◆ TASK DESCRIPTION: Return every line in the rows below that contains the string "roof". Case must match.

◆ MATERIAL FOR THIS TASK:
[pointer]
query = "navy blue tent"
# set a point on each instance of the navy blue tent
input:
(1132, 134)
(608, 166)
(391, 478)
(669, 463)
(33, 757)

---

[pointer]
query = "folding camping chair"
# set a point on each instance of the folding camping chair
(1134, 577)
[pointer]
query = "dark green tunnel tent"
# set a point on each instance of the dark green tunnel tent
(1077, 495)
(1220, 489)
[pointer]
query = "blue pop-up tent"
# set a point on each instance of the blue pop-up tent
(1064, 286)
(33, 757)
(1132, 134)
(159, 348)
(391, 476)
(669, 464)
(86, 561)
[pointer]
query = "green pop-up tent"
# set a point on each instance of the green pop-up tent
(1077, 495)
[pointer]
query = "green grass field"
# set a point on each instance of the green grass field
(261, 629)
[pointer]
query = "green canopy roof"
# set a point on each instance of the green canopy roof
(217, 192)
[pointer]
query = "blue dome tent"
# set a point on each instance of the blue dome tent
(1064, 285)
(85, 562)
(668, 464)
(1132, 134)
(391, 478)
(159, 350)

◆ ANSWER:
query = "green canopy roof"
# set a point on each instance of the green canopy roof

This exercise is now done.